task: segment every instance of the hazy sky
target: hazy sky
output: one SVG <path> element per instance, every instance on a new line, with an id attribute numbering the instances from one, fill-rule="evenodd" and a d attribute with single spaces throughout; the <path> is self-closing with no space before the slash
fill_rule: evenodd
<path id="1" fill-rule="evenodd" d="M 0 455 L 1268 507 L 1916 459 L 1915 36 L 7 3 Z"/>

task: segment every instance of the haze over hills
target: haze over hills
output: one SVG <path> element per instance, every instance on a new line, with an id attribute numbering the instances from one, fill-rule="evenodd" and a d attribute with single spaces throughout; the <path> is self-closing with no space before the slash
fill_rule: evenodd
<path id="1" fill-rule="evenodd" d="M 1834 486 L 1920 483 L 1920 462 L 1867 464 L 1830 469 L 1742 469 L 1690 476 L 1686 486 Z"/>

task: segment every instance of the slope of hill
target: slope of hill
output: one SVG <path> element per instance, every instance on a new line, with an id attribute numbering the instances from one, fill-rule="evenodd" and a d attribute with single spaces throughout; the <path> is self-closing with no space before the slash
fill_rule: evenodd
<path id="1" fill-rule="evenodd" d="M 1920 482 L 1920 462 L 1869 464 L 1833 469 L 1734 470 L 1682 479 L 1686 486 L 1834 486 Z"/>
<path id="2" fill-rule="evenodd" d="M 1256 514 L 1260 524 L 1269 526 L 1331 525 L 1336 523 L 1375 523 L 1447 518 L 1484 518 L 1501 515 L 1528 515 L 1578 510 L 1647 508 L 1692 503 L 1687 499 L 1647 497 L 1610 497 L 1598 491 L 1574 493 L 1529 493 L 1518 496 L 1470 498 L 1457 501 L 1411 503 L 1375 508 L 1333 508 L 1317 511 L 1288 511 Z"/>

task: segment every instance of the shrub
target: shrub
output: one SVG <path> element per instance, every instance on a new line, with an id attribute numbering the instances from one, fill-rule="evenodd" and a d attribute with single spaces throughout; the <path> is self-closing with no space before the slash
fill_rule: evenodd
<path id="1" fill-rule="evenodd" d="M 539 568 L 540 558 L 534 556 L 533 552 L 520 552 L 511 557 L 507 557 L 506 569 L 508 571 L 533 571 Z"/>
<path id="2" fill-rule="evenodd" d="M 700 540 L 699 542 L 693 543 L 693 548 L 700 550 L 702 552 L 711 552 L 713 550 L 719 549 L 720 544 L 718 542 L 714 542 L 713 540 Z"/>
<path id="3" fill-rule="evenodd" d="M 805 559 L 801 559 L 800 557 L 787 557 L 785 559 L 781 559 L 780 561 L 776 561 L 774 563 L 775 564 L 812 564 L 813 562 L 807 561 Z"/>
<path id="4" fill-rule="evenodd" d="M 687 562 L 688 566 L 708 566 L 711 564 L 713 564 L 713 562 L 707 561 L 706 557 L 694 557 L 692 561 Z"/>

> [Task item]: All of the data above must be set down again exactly.

> [Exercise solution]:
task: segment every instance of the hazy sky
target: hazy sky
output: one SVG <path> element per instance, every instance on a new line, with an id attribute numbering the instances from one, fill-rule="evenodd" and a d attribute with single spaces throughout; the <path> is self-closing with no space before the slash
fill_rule: evenodd
<path id="1" fill-rule="evenodd" d="M 0 455 L 1268 507 L 1916 459 L 1915 36 L 7 3 Z"/>

task: segment every instance of the haze over hills
target: haze over hills
output: one SVG <path> element per instance, every instance on a new line, with an id attribute numbering the instances from one, fill-rule="evenodd" and a d attribute with single spaces throughout; the <path> is self-closing with no space before the slash
fill_rule: evenodd
<path id="1" fill-rule="evenodd" d="M 1834 486 L 1920 483 L 1920 462 L 1867 464 L 1830 469 L 1742 469 L 1690 476 L 1686 486 Z"/>

task: segment every instance of the slope of hill
target: slope of hill
output: one SVG <path> element per instance, every instance on a new line, with an id attribute numbering the instances from one, fill-rule="evenodd" and a d attribute with single spaces throughout; the <path> is self-closing with no space before the slash
fill_rule: evenodd
<path id="1" fill-rule="evenodd" d="M 1920 482 L 1920 462 L 1869 464 L 1833 469 L 1734 470 L 1682 479 L 1686 486 L 1834 486 Z"/>
<path id="2" fill-rule="evenodd" d="M 1256 514 L 1260 524 L 1269 526 L 1331 525 L 1336 523 L 1375 523 L 1447 518 L 1484 518 L 1501 515 L 1528 515 L 1578 510 L 1647 508 L 1692 503 L 1687 499 L 1647 497 L 1610 497 L 1598 491 L 1574 493 L 1529 493 L 1518 496 L 1470 498 L 1457 501 L 1411 503 L 1375 508 L 1333 508 L 1317 511 L 1288 511 Z"/>

task: segment every instance of the shrub
target: shrub
output: one SVG <path> element per instance, every instance on a new line, with an id attribute numbering the instances from one, fill-rule="evenodd" and a d attribute with single spaces throughout; the <path> is self-closing with no space before the slash
fill_rule: evenodd
<path id="1" fill-rule="evenodd" d="M 539 568 L 540 558 L 534 556 L 533 552 L 520 552 L 511 557 L 507 557 L 506 569 L 508 571 L 533 571 Z"/>
<path id="2" fill-rule="evenodd" d="M 700 540 L 699 542 L 693 543 L 693 548 L 700 550 L 702 552 L 711 552 L 713 550 L 719 549 L 720 544 L 718 542 L 714 542 L 713 540 Z"/>
<path id="3" fill-rule="evenodd" d="M 805 559 L 801 559 L 800 557 L 787 557 L 785 559 L 781 559 L 780 561 L 776 561 L 774 563 L 775 564 L 812 564 L 813 562 L 807 561 Z"/>
<path id="4" fill-rule="evenodd" d="M 687 562 L 688 566 L 708 566 L 711 564 L 713 564 L 713 562 L 707 561 L 706 557 L 694 557 L 692 561 Z"/>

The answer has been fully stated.